◆ **TASKS AND EXERCISES**:
(A) Reproduce the passage of the Defense Criminal Investigative Service text from "The Defense Criminal" up to and including "of Inspector General.".
(B) Answer these from the Defense Criminal Investigative Service text:
(i) In which building is the headquarters located?
(ii) Who holds the post of Principal Deputy Director?
(iii) What is the parent agency?
(C) Go on with the text on the Defense Criminal Investigative Service, picking up after its final sentence.

Jurisdictional structure
- Federal agency: United States
- Operations jurisdiction: United States
- General nature: Federal law enforcement;

Operational structure
- Headquarters: Mark Center Building, Alexandria, Virginia, United States
- Agency executives: James R. Ives, Deputy Inspector General for Investigations / DCIS Director; Jason M. Suffredini, Principal Deputy Director; Grant Fleming, Deputy Director, Investigative Operations; Gregory Shilling, Deputy Director, Internal Operations;
- Parent agency: Office of the Inspector General, U.S. Department of Defense

Website
- www.dodig.mil/Components/DCIS/

= Defense Criminal Investigative Service =

Service of the U.S. Department of Defense

The Defense Criminal Investigative Service (DCIS) is the criminal investigation arm of the United States Department of Defense Office of Inspector General.

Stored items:
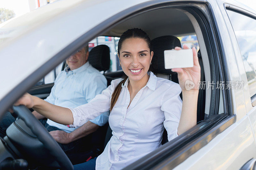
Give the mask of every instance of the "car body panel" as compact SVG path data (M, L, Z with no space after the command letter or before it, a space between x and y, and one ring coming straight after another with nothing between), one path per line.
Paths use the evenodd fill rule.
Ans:
M239 169L256 156L254 138L245 116L174 169Z
M219 1L216 3L209 1L207 2L212 9L213 14L217 23L217 29L221 30L220 38L223 44L223 52L227 57L226 70L230 76L229 80L244 81L246 84L247 82L245 71L239 71L241 68L244 68L244 65L239 47L237 44L237 46L233 46L231 41L234 34L232 35L230 32L233 30L230 29L230 23L223 5L226 1ZM241 4L236 4L241 6ZM253 133L253 131L253 131L252 126L254 130L256 130L256 112L251 112L248 114L249 117L247 115L245 102L249 102L251 106L251 103L248 98L245 100L245 96L248 98L248 95L244 94L244 91L249 90L248 84L243 88L245 89L231 90L234 114L237 116L236 123L177 166L175 169L204 169L206 167L209 169L238 169L252 158L255 157L256 144ZM165 168L168 169L168 166L165 167Z
M117 0L77 0L72 2L71 6L68 6L67 4L70 1L64 0L56 2L51 5L52 6L42 7L25 16L26 17L17 18L2 25L6 30L11 30L16 26L21 30L17 32L14 31L13 34L10 36L12 37L5 38L3 40L5 43L0 46L0 59L6 63L2 65L2 67L6 73L1 76L4 81L0 83L0 101L59 52L115 15L143 3L154 2L156 4L164 2L183 1L131 0L127 4L125 1ZM223 5L226 1L189 1L206 2L211 7L216 19L217 29L221 30L219 38L223 45L223 52L226 57L224 59L227 63L226 69L230 76L229 79L233 81L244 80L245 73L242 68L239 68L242 64L239 58L241 54L239 56L240 52L237 51L238 45L236 43L236 45L234 42L234 35L230 32L231 25ZM235 1L230 2L244 6ZM62 7L52 14L52 16L49 15L54 10L54 5L58 6L59 3L62 4ZM115 7L115 10L106 10L113 6ZM43 19L44 10L48 13L45 19ZM104 15L95 12L101 11L104 11ZM93 14L93 17L85 17ZM22 23L22 21L33 15L34 19ZM42 20L33 22L37 17ZM64 27L65 29L62 29ZM52 32L51 30L58 31ZM63 59L60 59L60 61ZM238 169L251 158L256 157L256 144L252 131L253 129L254 132L256 131L256 114L255 108L249 105L251 103L249 103L248 99L247 86L244 89L231 90L232 106L234 111L232 113L236 115L236 122L205 146L200 149L198 148L197 152L177 166L175 169L203 169L205 167L210 169ZM248 112L249 110L250 112ZM164 169L168 169L168 167L167 165Z

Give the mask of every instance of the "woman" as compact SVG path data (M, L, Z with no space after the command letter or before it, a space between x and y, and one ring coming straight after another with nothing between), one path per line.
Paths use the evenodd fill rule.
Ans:
M196 87L189 90L185 88L186 80L196 84L200 81L194 47L193 67L172 70L178 73L180 85L148 73L153 52L149 38L142 30L124 32L118 47L126 77L112 81L89 103L65 108L26 94L15 104L33 108L45 117L70 127L80 126L110 110L109 122L113 136L104 151L97 159L75 165L75 169L95 167L95 164L97 169L122 168L160 146L164 126L170 141L196 124L198 90ZM183 105L179 96L181 90Z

◆ **ANSWERS TO THE EXERCISE**:
(A)
The Defense Criminal Investigative Service (DCIS) is the criminal investigation arm of the United States Department of Defense Office of Inspector General.

(B)
(i) Mark Center Building, Alexandria, Virginia, United States
(ii) Jason M. Suffredini
(iii) Office of the Inspector General, U.S. Department of Defense

(C)
==Mission statement==

The Defense Criminal Investigative Service (DCIS) investigates criminal activity that endangers military personnel, threatens national security, undermines military readiness, and diverts vital resources from the Department of Defense's core mission.

==Background==

On April 20, 1981, Secretary of Defense Caspar Weinberger established the Defense Criminal Investigative Service (DCIS) as a worldwide civilian federal law enforcement agency responsible for investigating suspected criminal activities involving Department of Defense (DoD) components and DoD contractors.

When DCIS was created, the criminal investigative functions previously assigned to the Defense Investigative Service were transferred, along with 100 personnel billets, to the Office of the Assistant to the Secretary of Defense (Review and Oversight).

In October 1981, an initial cadre of 12 individuals from the DIS Special Investigations Unit began operating as DCIS special agents under the direction, authority, and control of the Assistant to the Secretary of Defense (Review and Oversight).

DCIS was incorporated into the Department of Defense Office of Inspector General when the office was established in 1982.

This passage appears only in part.